(Location annotation dataset excerpts)
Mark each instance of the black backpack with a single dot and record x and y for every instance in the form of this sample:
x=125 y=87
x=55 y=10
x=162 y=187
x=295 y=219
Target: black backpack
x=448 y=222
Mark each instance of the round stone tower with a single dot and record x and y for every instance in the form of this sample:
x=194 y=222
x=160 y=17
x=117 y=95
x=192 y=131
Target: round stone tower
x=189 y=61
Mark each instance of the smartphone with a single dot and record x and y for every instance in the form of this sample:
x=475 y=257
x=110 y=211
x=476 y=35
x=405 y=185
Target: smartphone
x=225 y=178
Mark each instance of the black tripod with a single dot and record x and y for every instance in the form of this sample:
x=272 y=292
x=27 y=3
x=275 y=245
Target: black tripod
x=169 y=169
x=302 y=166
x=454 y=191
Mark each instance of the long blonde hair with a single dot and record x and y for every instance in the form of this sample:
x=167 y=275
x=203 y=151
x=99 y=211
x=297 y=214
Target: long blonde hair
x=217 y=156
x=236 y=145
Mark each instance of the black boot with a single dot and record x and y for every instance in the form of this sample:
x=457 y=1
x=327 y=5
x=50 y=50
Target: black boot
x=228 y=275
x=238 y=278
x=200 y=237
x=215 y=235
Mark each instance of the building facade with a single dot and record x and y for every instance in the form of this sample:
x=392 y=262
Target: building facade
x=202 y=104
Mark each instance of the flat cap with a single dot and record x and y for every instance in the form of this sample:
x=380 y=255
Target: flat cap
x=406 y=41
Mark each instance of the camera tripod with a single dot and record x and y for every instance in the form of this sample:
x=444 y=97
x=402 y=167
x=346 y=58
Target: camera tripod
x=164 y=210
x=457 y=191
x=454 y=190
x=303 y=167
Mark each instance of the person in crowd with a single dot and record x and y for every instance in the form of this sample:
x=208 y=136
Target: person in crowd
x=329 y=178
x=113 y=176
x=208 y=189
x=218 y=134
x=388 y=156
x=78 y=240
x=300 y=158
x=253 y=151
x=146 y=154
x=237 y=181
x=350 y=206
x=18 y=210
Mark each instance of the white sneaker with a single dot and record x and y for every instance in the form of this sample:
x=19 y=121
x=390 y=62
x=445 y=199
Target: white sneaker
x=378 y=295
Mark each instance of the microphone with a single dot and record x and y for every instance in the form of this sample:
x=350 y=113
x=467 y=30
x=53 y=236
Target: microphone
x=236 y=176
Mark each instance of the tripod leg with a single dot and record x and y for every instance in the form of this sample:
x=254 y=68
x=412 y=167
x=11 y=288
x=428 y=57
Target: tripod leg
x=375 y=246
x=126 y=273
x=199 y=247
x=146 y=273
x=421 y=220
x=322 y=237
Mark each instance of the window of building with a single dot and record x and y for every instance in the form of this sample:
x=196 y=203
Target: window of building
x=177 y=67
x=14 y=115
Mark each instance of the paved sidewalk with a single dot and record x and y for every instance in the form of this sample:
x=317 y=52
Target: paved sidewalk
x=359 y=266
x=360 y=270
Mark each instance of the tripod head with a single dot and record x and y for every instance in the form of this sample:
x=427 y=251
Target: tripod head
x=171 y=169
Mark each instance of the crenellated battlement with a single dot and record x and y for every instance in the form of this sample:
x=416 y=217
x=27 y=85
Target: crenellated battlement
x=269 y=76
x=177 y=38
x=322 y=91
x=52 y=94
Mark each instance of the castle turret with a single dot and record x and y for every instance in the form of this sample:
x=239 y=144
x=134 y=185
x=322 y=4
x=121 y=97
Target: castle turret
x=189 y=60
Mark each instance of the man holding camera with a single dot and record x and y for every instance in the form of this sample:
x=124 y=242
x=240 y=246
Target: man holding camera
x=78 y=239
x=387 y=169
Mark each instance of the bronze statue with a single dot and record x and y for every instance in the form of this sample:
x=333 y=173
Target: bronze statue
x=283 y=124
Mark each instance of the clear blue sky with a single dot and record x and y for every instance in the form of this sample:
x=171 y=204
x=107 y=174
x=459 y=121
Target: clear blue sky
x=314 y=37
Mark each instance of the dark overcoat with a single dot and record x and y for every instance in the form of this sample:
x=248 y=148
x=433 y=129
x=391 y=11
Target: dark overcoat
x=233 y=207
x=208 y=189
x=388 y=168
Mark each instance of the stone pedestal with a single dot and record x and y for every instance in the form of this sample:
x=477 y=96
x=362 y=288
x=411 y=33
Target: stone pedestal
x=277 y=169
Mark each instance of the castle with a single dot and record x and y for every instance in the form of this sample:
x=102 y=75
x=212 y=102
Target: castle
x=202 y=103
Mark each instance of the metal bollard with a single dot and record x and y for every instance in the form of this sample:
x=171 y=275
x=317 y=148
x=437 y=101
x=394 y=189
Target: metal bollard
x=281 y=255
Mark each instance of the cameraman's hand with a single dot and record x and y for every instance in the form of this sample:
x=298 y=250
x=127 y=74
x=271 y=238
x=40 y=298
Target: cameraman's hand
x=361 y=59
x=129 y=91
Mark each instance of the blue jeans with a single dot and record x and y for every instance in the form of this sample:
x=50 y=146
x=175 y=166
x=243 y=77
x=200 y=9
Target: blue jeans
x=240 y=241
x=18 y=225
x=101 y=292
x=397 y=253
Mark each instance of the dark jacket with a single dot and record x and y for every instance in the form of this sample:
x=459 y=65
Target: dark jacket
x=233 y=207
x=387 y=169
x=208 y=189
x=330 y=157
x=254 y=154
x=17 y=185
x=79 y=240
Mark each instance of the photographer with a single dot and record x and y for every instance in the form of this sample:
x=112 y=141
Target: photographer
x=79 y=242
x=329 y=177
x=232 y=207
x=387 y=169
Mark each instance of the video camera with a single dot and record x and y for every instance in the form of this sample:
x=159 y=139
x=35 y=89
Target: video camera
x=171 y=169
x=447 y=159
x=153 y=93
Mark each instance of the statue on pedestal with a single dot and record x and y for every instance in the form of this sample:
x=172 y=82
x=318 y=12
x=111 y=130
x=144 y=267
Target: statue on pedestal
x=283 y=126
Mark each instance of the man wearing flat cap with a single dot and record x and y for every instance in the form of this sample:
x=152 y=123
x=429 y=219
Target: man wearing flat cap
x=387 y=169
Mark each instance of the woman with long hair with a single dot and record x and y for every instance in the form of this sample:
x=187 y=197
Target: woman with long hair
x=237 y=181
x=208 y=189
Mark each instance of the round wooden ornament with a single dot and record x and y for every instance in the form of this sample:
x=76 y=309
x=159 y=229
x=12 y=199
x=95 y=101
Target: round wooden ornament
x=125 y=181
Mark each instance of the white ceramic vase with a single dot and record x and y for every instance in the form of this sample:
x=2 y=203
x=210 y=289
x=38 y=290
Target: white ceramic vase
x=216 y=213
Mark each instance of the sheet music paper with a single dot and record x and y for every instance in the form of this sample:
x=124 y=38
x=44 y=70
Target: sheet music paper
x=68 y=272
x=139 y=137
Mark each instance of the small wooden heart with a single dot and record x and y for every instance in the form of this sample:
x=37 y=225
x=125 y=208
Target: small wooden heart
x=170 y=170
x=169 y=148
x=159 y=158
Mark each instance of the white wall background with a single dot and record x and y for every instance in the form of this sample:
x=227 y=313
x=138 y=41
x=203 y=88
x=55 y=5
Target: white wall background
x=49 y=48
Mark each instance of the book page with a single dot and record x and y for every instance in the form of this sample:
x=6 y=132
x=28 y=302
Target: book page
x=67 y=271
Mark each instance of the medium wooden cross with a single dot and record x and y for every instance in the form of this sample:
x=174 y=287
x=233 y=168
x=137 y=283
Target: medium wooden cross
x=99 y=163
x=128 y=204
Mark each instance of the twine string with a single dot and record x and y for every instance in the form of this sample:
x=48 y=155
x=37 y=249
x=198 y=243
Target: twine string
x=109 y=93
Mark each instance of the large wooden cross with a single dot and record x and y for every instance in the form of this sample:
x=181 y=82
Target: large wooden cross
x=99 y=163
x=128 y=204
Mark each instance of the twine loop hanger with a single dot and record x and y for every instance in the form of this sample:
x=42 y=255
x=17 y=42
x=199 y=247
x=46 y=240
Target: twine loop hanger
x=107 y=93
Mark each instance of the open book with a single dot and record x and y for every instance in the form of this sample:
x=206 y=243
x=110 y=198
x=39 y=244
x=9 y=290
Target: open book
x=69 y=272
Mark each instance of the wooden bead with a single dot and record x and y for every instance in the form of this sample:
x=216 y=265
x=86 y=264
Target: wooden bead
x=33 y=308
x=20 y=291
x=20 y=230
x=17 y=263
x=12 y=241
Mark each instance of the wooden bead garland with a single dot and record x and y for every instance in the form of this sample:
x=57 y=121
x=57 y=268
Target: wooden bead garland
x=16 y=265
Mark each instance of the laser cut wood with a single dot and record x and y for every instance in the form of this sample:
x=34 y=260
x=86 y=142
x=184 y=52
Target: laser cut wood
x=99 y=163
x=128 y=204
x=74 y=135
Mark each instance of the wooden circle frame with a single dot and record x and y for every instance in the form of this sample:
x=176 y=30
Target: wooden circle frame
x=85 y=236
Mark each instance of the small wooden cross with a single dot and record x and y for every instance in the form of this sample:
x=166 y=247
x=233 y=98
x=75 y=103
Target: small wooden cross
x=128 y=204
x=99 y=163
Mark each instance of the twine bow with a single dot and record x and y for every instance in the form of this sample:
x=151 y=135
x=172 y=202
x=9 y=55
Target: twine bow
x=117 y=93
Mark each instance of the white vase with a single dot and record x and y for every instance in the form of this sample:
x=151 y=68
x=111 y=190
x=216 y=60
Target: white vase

---

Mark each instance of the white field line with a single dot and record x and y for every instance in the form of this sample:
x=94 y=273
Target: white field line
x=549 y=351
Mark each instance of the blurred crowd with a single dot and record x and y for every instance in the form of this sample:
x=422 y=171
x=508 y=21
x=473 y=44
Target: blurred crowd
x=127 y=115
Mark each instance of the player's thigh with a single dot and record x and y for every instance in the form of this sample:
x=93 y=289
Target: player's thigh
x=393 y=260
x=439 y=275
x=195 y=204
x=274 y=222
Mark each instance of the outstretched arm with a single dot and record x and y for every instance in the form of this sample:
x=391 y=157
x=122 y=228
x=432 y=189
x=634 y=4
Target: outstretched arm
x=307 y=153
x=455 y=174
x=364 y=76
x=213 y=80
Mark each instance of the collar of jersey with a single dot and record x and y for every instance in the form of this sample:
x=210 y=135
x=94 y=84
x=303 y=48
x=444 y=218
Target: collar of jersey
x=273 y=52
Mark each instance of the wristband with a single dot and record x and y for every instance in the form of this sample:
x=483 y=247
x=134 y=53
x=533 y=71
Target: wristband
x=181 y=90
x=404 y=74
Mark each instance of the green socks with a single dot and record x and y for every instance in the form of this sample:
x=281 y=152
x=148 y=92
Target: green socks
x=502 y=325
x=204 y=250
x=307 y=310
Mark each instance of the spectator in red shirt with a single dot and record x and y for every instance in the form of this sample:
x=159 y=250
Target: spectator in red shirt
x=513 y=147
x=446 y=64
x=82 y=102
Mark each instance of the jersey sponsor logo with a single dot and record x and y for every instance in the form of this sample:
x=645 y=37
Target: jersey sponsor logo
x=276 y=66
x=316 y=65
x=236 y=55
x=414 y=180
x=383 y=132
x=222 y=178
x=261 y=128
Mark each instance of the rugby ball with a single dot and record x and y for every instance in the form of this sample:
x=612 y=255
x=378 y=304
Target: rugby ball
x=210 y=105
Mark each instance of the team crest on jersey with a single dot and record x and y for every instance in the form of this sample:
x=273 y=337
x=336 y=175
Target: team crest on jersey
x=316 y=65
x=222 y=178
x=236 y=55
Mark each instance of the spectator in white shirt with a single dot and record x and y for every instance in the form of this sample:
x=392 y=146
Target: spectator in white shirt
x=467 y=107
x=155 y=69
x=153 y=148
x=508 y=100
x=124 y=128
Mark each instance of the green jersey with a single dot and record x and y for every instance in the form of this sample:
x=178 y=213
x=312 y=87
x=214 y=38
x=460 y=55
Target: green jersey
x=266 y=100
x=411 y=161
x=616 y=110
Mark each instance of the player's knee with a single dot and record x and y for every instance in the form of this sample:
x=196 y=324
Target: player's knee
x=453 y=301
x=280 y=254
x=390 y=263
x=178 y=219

§ **STATED GOAL**
Rewrite the data from the line with "Mark each instance of the paved" to the line with "x=281 y=255", renaming every "castle" as "fortress" and leaving everything else unchanged.

§ **RESULT FOR THIS TASK**
Mark each instance of the paved sidewalk with a single dot and record x and y for every instance in the form of this sample:
x=317 y=52
Target: paved sidewalk
x=359 y=266
x=360 y=270
Mark each instance of the tripod head with a single dot and record x and y for every instance in the form of this sample:
x=427 y=251
Target: tripod head
x=171 y=169
Mark each instance of the crenellated battlement with a single dot and record x and y for every instance in the form of this sample:
x=416 y=217
x=27 y=85
Target: crenellated battlement
x=269 y=76
x=177 y=38
x=322 y=91
x=52 y=94
Mark each instance of the fortress turret with a single dot and record x and y for every instance in the form of this sample:
x=239 y=144
x=134 y=185
x=322 y=4
x=121 y=97
Target: fortress turret
x=189 y=60
Mark each instance of the man holding camera with a single dot and record x and y for every instance in the form of this sample:
x=124 y=242
x=240 y=246
Target: man holding camera
x=78 y=239
x=387 y=169
Mark each instance of the bronze statue with a single dot and record x and y for every instance in the form of this sample:
x=333 y=173
Target: bronze statue
x=283 y=124
Mark each instance of the clear blue sky with a single dot and record x and y for every instance in the form of this sample:
x=171 y=204
x=107 y=174
x=459 y=121
Target: clear blue sky
x=314 y=37
Mark each instance of the dark overcoat with a single dot and record x and y for every instance in the form of this sample:
x=248 y=148
x=433 y=129
x=391 y=11
Target: dark overcoat
x=233 y=207
x=208 y=189
x=388 y=168
Mark each instance of the stone pedestal with a single dot and record x and y for every instance in the form of this sample:
x=477 y=96
x=362 y=288
x=411 y=33
Target: stone pedestal
x=277 y=169
Mark each instance of the fortress with a single dot and record x and y for every instance in the form of this sample:
x=102 y=75
x=212 y=102
Target: fortress
x=202 y=103
Mark each instance of the metal bollard with a single dot and record x and y for every instance in the form of this sample:
x=171 y=275
x=317 y=148
x=437 y=101
x=394 y=189
Target: metal bollard
x=281 y=255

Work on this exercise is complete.